Find the line containing "Where can the steering" in the material below; copy that line and all following lines exactly.

·····

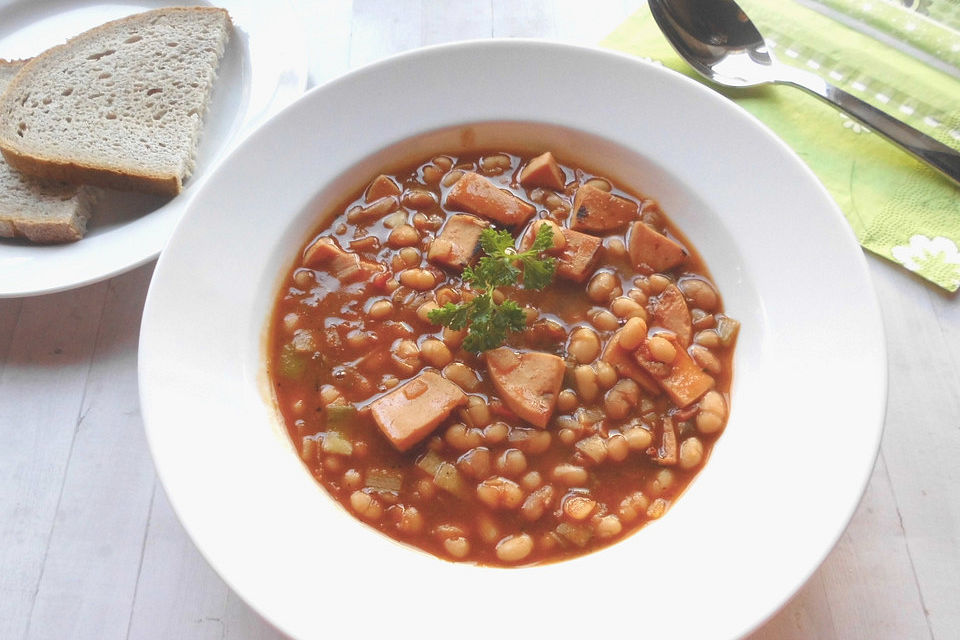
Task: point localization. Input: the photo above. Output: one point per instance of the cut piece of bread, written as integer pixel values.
(41, 211)
(118, 106)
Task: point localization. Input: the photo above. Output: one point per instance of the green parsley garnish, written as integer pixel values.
(502, 266)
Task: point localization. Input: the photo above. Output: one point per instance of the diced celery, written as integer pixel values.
(384, 480)
(578, 534)
(292, 362)
(430, 462)
(334, 442)
(449, 479)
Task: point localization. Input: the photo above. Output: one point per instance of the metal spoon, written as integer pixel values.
(718, 40)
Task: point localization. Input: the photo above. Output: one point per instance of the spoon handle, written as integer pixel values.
(934, 153)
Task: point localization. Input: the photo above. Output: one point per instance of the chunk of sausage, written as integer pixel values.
(475, 194)
(347, 266)
(577, 259)
(457, 243)
(682, 379)
(651, 251)
(669, 310)
(527, 382)
(622, 360)
(543, 171)
(413, 410)
(600, 211)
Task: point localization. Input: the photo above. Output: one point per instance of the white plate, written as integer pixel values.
(808, 397)
(264, 69)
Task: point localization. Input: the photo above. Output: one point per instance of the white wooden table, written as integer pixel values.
(89, 547)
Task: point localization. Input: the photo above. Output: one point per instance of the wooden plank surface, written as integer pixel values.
(90, 548)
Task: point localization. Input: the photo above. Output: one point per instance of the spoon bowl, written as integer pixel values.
(722, 44)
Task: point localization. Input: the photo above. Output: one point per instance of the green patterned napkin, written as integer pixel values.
(898, 207)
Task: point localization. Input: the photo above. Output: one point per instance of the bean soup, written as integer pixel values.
(501, 358)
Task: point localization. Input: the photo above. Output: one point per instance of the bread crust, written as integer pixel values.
(49, 168)
(52, 167)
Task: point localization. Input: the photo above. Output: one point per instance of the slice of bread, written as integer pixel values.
(43, 212)
(118, 106)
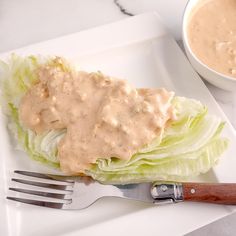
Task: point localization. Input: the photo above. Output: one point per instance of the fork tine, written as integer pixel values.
(43, 194)
(56, 205)
(45, 176)
(44, 185)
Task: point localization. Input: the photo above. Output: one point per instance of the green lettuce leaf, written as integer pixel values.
(188, 146)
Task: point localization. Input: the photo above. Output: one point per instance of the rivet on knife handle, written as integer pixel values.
(167, 192)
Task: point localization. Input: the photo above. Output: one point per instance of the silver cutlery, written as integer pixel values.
(63, 192)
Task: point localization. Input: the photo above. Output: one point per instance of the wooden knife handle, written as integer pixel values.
(210, 192)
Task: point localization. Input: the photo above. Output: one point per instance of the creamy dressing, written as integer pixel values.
(104, 117)
(212, 34)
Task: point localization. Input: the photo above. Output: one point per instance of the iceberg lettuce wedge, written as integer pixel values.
(190, 145)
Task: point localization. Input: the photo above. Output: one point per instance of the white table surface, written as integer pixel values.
(29, 21)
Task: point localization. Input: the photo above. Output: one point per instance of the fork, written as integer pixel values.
(63, 192)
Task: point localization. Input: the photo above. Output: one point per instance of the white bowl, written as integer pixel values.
(209, 74)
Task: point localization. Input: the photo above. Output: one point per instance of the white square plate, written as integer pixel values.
(141, 50)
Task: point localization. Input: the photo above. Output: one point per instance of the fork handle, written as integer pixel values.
(224, 193)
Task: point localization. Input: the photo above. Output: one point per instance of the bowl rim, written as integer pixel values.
(186, 13)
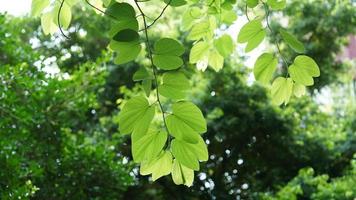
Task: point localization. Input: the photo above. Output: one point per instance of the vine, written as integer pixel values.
(175, 145)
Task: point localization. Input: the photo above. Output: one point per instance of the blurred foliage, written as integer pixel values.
(323, 27)
(58, 132)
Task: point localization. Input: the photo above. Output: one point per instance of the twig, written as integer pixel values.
(271, 30)
(58, 20)
(154, 70)
(159, 16)
(98, 9)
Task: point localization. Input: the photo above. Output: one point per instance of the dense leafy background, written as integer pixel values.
(59, 136)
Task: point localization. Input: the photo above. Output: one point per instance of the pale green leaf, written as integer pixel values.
(252, 3)
(277, 4)
(292, 41)
(264, 67)
(38, 6)
(224, 45)
(303, 70)
(216, 61)
(299, 90)
(147, 147)
(184, 155)
(47, 23)
(281, 91)
(136, 116)
(182, 174)
(190, 114)
(166, 54)
(127, 51)
(174, 85)
(198, 52)
(158, 167)
(252, 33)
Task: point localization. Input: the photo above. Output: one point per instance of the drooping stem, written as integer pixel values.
(154, 69)
(271, 30)
(59, 21)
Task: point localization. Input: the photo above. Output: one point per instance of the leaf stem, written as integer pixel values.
(271, 30)
(154, 70)
(58, 20)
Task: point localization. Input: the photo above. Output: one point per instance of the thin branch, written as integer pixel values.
(101, 11)
(58, 20)
(154, 70)
(246, 9)
(271, 30)
(159, 16)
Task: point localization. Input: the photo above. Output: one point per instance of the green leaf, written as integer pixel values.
(224, 45)
(292, 41)
(198, 52)
(299, 90)
(126, 35)
(264, 67)
(147, 86)
(216, 61)
(65, 16)
(303, 70)
(228, 16)
(190, 154)
(252, 3)
(166, 54)
(277, 4)
(147, 147)
(120, 10)
(282, 89)
(175, 3)
(127, 51)
(38, 6)
(136, 116)
(47, 24)
(182, 174)
(175, 85)
(186, 122)
(142, 74)
(190, 114)
(158, 167)
(253, 33)
(199, 30)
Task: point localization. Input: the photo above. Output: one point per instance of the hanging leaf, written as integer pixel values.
(126, 51)
(264, 67)
(198, 52)
(182, 174)
(224, 45)
(174, 85)
(292, 41)
(167, 54)
(299, 90)
(303, 70)
(282, 89)
(277, 4)
(47, 24)
(136, 116)
(147, 147)
(142, 74)
(158, 167)
(190, 154)
(252, 3)
(216, 61)
(253, 33)
(37, 6)
(175, 3)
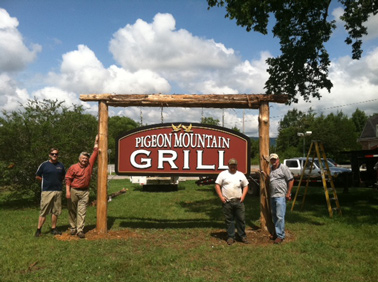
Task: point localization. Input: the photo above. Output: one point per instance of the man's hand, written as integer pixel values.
(288, 196)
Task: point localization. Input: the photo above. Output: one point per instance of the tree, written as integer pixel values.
(337, 132)
(27, 135)
(294, 122)
(303, 28)
(117, 126)
(359, 119)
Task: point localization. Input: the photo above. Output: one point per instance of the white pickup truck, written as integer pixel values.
(339, 174)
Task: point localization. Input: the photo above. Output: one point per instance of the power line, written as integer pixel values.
(335, 107)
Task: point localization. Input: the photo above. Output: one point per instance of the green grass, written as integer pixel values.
(176, 239)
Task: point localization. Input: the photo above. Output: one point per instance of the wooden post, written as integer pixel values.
(102, 193)
(265, 212)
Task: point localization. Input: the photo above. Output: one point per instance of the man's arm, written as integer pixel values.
(289, 187)
(245, 191)
(219, 192)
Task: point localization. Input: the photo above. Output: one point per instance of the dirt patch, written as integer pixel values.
(255, 236)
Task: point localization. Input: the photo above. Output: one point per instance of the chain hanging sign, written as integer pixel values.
(181, 149)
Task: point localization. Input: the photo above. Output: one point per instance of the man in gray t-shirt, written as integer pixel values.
(280, 184)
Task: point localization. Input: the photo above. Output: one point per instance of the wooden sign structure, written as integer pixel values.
(236, 101)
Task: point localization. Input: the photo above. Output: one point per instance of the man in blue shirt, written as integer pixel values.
(51, 174)
(280, 183)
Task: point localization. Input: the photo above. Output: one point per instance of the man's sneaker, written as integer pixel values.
(230, 241)
(244, 240)
(54, 232)
(81, 235)
(38, 233)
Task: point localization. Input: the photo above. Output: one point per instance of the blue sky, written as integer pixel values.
(61, 49)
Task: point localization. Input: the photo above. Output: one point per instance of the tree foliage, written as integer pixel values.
(210, 121)
(303, 27)
(337, 132)
(117, 126)
(27, 135)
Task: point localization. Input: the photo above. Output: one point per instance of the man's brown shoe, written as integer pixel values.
(230, 241)
(81, 235)
(272, 237)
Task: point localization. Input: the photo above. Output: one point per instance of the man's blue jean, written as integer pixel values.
(234, 213)
(278, 214)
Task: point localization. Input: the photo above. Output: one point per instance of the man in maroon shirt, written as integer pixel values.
(78, 178)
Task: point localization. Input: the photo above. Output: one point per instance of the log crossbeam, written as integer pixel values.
(237, 101)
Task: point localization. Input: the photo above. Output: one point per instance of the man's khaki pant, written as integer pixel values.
(77, 208)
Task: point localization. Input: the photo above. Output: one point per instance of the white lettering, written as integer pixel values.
(221, 160)
(145, 163)
(186, 159)
(170, 160)
(200, 165)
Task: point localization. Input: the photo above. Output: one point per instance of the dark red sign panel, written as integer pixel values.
(181, 149)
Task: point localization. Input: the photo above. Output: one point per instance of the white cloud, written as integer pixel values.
(82, 72)
(355, 85)
(14, 55)
(10, 94)
(371, 24)
(195, 64)
(157, 58)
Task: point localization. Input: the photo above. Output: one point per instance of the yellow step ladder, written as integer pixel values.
(319, 152)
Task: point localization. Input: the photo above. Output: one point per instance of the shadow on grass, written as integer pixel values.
(359, 206)
(154, 223)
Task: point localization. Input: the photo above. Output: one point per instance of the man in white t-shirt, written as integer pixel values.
(232, 187)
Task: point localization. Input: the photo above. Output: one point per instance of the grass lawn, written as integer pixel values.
(178, 236)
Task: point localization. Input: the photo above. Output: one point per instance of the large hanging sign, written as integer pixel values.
(181, 149)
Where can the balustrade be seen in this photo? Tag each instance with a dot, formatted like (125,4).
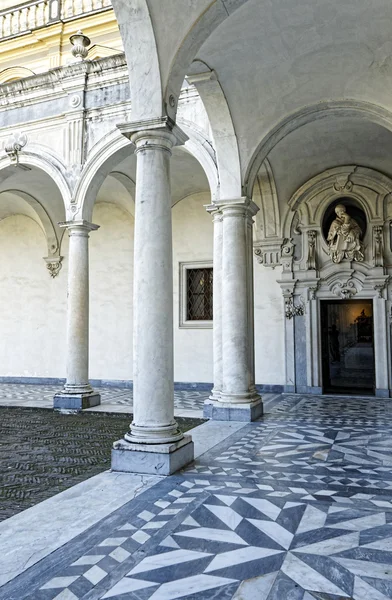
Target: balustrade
(39,13)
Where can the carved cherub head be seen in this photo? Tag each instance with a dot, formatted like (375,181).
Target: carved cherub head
(340,210)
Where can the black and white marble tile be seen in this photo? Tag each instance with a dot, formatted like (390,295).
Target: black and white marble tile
(293,507)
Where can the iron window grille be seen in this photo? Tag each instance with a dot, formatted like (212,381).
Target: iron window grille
(199,294)
(196,295)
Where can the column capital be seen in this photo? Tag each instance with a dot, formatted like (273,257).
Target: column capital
(237,207)
(80,227)
(215,211)
(153,132)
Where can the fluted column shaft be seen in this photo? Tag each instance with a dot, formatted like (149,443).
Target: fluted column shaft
(237,304)
(78,308)
(153,372)
(217,301)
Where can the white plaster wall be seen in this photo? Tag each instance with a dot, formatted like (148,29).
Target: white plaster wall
(33,305)
(269,326)
(192,241)
(111,292)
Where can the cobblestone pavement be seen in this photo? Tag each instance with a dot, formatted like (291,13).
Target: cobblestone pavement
(296,506)
(113,399)
(43,453)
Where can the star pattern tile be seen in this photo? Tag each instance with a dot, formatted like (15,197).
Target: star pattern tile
(298,505)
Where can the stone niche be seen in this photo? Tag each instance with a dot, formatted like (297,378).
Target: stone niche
(311,275)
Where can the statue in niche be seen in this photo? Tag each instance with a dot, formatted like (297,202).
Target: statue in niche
(344,237)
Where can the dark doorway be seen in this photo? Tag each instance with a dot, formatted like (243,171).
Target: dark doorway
(347,346)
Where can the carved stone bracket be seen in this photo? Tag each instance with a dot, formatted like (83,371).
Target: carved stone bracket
(14,145)
(378,246)
(345,290)
(343,183)
(381,286)
(53,264)
(287,254)
(313,291)
(290,309)
(268,252)
(311,263)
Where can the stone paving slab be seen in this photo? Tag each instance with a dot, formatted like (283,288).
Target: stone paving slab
(113,399)
(296,506)
(43,452)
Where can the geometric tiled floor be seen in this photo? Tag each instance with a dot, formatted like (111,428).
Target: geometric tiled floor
(297,506)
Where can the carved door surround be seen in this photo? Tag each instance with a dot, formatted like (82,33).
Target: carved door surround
(314,277)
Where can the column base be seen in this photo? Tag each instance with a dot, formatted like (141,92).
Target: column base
(152,459)
(229,411)
(76,402)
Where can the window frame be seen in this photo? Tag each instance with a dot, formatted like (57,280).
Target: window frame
(185,323)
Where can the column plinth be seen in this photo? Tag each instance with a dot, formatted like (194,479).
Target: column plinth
(238,399)
(154,443)
(77,393)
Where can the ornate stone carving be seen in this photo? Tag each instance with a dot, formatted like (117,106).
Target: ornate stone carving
(80,43)
(381,286)
(259,255)
(287,253)
(344,237)
(343,183)
(313,291)
(268,252)
(14,145)
(290,309)
(54,264)
(311,262)
(378,246)
(345,290)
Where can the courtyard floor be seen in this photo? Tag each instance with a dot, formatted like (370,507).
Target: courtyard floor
(297,506)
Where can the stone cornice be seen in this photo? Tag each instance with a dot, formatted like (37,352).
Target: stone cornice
(57,76)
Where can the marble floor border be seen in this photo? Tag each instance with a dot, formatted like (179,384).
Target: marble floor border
(31,535)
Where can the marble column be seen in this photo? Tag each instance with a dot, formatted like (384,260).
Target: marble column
(77,393)
(154,443)
(238,399)
(217,301)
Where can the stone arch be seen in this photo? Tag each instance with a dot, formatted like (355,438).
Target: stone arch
(201,30)
(138,37)
(103,158)
(339,109)
(152,97)
(43,219)
(41,159)
(225,139)
(110,151)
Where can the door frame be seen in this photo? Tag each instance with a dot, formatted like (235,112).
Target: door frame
(325,373)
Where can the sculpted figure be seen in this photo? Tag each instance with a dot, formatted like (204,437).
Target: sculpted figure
(344,237)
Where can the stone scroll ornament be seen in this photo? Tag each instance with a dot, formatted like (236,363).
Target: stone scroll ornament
(344,237)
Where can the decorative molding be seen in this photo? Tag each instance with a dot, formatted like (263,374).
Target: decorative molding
(343,183)
(268,252)
(378,246)
(291,310)
(311,263)
(380,287)
(313,290)
(345,290)
(14,146)
(287,254)
(54,265)
(80,43)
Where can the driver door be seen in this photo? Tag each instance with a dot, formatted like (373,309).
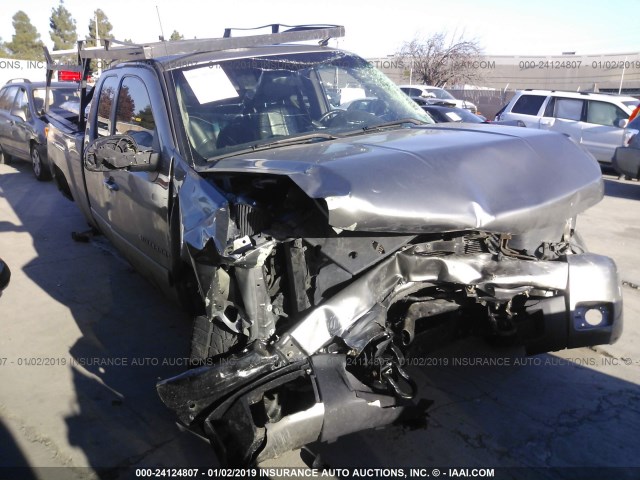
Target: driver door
(131,207)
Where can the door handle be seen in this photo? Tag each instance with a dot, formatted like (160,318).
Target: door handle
(111,185)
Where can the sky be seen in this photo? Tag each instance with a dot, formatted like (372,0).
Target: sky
(374,28)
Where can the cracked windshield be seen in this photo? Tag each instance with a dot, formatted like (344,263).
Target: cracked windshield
(238,105)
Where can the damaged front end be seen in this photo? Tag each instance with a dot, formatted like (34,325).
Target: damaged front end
(322,309)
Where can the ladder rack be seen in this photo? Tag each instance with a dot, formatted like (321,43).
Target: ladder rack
(123,51)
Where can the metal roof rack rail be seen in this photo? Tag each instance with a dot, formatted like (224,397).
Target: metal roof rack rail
(123,51)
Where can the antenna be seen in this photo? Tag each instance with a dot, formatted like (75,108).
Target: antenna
(160,22)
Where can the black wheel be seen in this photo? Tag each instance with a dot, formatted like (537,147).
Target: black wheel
(4,158)
(40,169)
(211,339)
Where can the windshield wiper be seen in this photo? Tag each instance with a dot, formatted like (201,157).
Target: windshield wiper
(382,126)
(308,138)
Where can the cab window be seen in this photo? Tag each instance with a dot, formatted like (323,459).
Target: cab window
(6,98)
(21,104)
(134,115)
(528,104)
(569,109)
(603,113)
(105,105)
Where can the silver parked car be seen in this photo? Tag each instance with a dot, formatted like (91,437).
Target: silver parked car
(591,119)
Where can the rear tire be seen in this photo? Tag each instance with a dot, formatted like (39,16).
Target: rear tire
(4,158)
(40,168)
(211,339)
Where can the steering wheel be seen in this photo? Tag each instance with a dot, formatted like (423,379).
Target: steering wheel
(330,115)
(338,118)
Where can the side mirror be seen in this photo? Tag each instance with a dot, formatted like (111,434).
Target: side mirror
(119,152)
(5,275)
(19,113)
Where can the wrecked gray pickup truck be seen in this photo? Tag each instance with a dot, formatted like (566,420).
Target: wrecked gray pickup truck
(316,242)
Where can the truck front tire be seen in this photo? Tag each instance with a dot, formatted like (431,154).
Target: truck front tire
(210,339)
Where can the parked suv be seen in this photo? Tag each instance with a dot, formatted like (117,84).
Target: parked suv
(436,96)
(22,130)
(595,120)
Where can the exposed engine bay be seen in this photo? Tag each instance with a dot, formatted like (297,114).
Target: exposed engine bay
(306,326)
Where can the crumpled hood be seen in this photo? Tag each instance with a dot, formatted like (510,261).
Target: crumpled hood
(434,179)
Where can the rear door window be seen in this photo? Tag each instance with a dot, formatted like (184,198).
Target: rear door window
(134,115)
(21,104)
(528,104)
(105,106)
(569,109)
(6,98)
(604,113)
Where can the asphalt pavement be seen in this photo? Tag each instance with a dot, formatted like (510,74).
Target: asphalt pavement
(84,338)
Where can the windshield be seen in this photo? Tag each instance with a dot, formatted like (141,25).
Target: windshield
(66,98)
(631,103)
(233,105)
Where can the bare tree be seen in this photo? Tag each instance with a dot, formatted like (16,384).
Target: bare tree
(441,59)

·····

**Task response**
Where can the steering wheel be seen in this photo? Tag each instance with a dot, formatted like (423,379).
Target: steering wheel
(330,115)
(338,118)
Where can the side mirror be seen in this photo? Tag each instance with a dot, formatted like (111,434).
Target: side mirror
(119,152)
(5,275)
(19,113)
Where can the wrecked gray pickup truck be seen in this photo? Tag each instance with a dot, formatted like (566,420).
Target: wrecked gray pickup truck
(316,242)
Where can the truck front tire be seen in this photo? Tag each instance with a dot, formatted like (431,154).
Target: truck front tire
(210,339)
Where can the parked suv be seen in this photo? Tag each instance with a dot, formatted like (117,84).
Target: parked suv
(436,96)
(22,130)
(595,120)
Where can the exposed engine bay be seen in this photo? Tag each instance with a dot, formatted like (297,114).
Target: exposed engine bay
(306,326)
Where can the crumpled hood be seen in this photo? Tag each instance with a dot, formatted like (510,261).
Target: crumpled hood
(434,179)
Where can the rear door window be seen in this photo? Tag each instance with a dot, formatted like (184,198).
Target: rear door window
(134,115)
(21,104)
(528,104)
(105,106)
(569,109)
(6,98)
(604,113)
Where can the asphalt pavement be seen in this photo? Tag each instance with a dot, formatted like (510,74).
Target: asphalt pavement
(84,338)
Where can the windshield be seen in this photo? Tag each instance with a dot, formatted like (141,25).
Target: windshield
(66,98)
(631,103)
(233,105)
Where can the bare tree be seen in this photo? Tag each instance with a dot, formatted like (16,384).
Target: bare tree
(441,59)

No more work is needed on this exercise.